** Start Data entries **
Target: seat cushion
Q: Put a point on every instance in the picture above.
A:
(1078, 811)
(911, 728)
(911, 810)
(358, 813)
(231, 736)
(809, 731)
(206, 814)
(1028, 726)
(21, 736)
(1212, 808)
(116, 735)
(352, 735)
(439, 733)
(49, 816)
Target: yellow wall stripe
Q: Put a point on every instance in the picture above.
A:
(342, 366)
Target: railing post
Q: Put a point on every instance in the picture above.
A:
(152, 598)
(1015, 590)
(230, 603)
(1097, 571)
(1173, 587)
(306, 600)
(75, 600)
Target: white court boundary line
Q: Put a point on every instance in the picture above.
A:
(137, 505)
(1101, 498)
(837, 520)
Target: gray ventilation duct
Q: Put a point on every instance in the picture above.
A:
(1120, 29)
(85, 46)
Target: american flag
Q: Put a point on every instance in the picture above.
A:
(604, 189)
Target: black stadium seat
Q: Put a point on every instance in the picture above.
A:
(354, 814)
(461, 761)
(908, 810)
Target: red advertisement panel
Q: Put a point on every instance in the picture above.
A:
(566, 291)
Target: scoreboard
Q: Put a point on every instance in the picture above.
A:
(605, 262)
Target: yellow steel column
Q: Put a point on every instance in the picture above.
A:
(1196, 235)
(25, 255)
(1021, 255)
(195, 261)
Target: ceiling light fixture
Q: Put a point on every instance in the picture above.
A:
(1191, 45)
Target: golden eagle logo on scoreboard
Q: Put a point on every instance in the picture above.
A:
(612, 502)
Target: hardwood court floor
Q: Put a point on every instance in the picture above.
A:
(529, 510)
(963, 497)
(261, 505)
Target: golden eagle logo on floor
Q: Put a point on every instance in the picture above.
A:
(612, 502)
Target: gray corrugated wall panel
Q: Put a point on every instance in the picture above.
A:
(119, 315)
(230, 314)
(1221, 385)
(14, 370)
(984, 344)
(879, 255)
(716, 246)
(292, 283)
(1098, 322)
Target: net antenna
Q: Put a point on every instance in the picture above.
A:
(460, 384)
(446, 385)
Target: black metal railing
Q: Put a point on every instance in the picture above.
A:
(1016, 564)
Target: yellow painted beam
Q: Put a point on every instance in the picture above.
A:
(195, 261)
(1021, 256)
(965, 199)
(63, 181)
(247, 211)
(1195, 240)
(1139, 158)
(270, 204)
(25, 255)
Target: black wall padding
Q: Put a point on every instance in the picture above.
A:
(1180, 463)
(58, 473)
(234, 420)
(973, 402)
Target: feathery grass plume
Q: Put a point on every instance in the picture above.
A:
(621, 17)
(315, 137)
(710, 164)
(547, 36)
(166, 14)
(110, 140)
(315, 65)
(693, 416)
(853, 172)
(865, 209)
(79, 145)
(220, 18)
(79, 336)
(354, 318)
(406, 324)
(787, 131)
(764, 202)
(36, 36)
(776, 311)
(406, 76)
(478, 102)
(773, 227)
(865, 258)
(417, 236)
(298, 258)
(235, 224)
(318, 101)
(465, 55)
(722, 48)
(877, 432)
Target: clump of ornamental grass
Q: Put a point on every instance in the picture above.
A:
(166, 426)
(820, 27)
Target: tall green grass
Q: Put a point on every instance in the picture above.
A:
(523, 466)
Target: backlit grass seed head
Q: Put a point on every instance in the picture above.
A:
** End Data entries **
Arrange every line of the data above as a two-column Markdown table, leaving out any blank lines. Head the columns Row and Line, and number the rows in order.

| Row | Line |
|---|---|
| 1 | Target: seat cushion |
| 2 | Q: Put a point on every instance in the picture above. |
| 3 | A: |
| 4 | (1078, 811) |
| 5 | (911, 728) |
| 6 | (911, 810) |
| 7 | (358, 813) |
| 8 | (231, 736) |
| 9 | (809, 731) |
| 10 | (206, 814) |
| 11 | (1028, 726) |
| 12 | (21, 736) |
| 13 | (1212, 808) |
| 14 | (116, 735) |
| 15 | (352, 735) |
| 16 | (439, 733) |
| 17 | (49, 816) |
| 18 | Target: yellow wall stripe |
| 19 | Q: Put a point on every instance in the picture above. |
| 20 | A: |
| 21 | (342, 366) |
| 22 | Target: railing post |
| 23 | Q: Put a point on every instance in the picture above. |
| 24 | A: |
| 25 | (152, 598) |
| 26 | (1015, 590) |
| 27 | (230, 603) |
| 28 | (1097, 571) |
| 29 | (1173, 587) |
| 30 | (306, 600) |
| 31 | (75, 600) |
| 32 | Target: white court boundary line |
| 33 | Q: Put a point on every instance in the picture above. |
| 34 | A: |
| 35 | (137, 505) |
| 36 | (1101, 498) |
| 37 | (837, 520) |
| 38 | Target: gray ventilation duct |
| 39 | Q: Put a point on every instance in the picture above. |
| 40 | A: |
| 41 | (1120, 29) |
| 42 | (85, 46) |
| 43 | Target: american flag |
| 44 | Q: Put a point on every instance in the picture above. |
| 45 | A: |
| 46 | (604, 189) |
| 47 | Target: black stadium seat |
| 48 | Q: Put a point on every instance in the picture above. |
| 49 | A: |
| 50 | (354, 814) |
| 51 | (461, 761) |
| 52 | (908, 810) |
| 53 | Target: red advertisement panel |
| 54 | Q: Put a point on every instance in the picture above. |
| 55 | A: |
| 56 | (566, 291) |
| 57 | Target: scoreboard |
| 58 | Q: Put a point on every instance in the picture above. |
| 59 | A: |
| 60 | (605, 262) |
| 61 | Target: yellow steel column |
| 62 | Q: Put a point on every instance in the picture above. |
| 63 | A: |
| 64 | (1196, 235) |
| 65 | (25, 255) |
| 66 | (1021, 255) |
| 67 | (195, 261) |
| 68 | Target: ceiling light fixture |
| 69 | Q: Put a point on every instance in the picture above. |
| 70 | A: |
| 71 | (1191, 45) |
| 72 | Target: golden eagle logo on scoreboard |
| 73 | Q: Put a point on every instance in the picture above. |
| 74 | A: |
| 75 | (612, 502) |
| 76 | Target: hardwood court floor |
| 77 | Q: Put a point on every instance in the picture above. |
| 78 | A: |
| 79 | (529, 510) |
| 80 | (963, 497) |
| 81 | (261, 505) |
| 82 | Target: golden eagle logo on floor |
| 83 | Q: Put a point on every instance in the picture above. |
| 84 | A: |
| 85 | (612, 502) |
| 86 | Target: gray corrugated wall panel |
| 87 | Q: Put a point on every instance in the picture above. |
| 88 | A: |
| 89 | (119, 315) |
| 90 | (230, 314) |
| 91 | (1221, 385) |
| 92 | (14, 370) |
| 93 | (984, 344) |
| 94 | (879, 255) |
| 95 | (716, 246) |
| 96 | (292, 283) |
| 97 | (1098, 322) |
| 98 | Target: net antenna |
| 99 | Q: Put a point on every instance in the picture above. |
| 100 | A: |
| 101 | (460, 384) |
| 102 | (446, 385) |
| 103 | Target: black metal railing |
| 104 | Q: Put a point on every instance in the picture above. |
| 105 | A: |
| 106 | (1016, 564) |
| 107 | Target: yellow painted beam |
| 108 | Q: Put a point on every instance in the picture above. |
| 109 | A: |
| 110 | (195, 261) |
| 111 | (1021, 256) |
| 112 | (965, 199) |
| 113 | (63, 181) |
| 114 | (247, 211) |
| 115 | (1195, 240) |
| 116 | (1139, 158) |
| 117 | (270, 204) |
| 118 | (25, 255) |
| 119 | Target: black wall padding |
| 120 | Q: Put a point on every instance in the picture above. |
| 121 | A: |
| 122 | (1180, 463) |
| 123 | (58, 473) |
| 124 | (234, 420) |
| 125 | (973, 402) |
| 126 | Target: feathery grass plume |
| 127 | Q: Put a point on every instance in the picture above. |
| 128 | A: |
| 129 | (621, 17) |
| 130 | (315, 137) |
| 131 | (710, 164) |
| 132 | (547, 36) |
| 133 | (166, 14) |
| 134 | (110, 140) |
| 135 | (315, 65) |
| 136 | (693, 416) |
| 137 | (853, 172) |
| 138 | (865, 209) |
| 139 | (79, 145) |
| 140 | (220, 18) |
| 141 | (79, 336) |
| 142 | (354, 318) |
| 143 | (406, 324) |
| 144 | (787, 131) |
| 145 | (764, 202) |
| 146 | (36, 36) |
| 147 | (776, 311) |
| 148 | (406, 76) |
| 149 | (478, 102) |
| 150 | (773, 227) |
| 151 | (865, 258) |
| 152 | (417, 236) |
| 153 | (298, 258) |
| 154 | (235, 224) |
| 155 | (318, 101) |
| 156 | (465, 55) |
| 157 | (722, 48) |
| 158 | (877, 432) |
| 159 | Target: clump of ornamental grass |
| 160 | Q: Put a point on every instance in the picture above. |
| 161 | A: |
| 162 | (166, 426) |
| 163 | (820, 27) |
| 164 | Target: tall green grass |
| 165 | Q: Put a point on every instance in the picture above. |
| 166 | A: |
| 167 | (523, 466) |
| 168 | Target: backlit grass seed head |
| 169 | Q: Put a point on every instance in the picture above. |
| 170 | A: |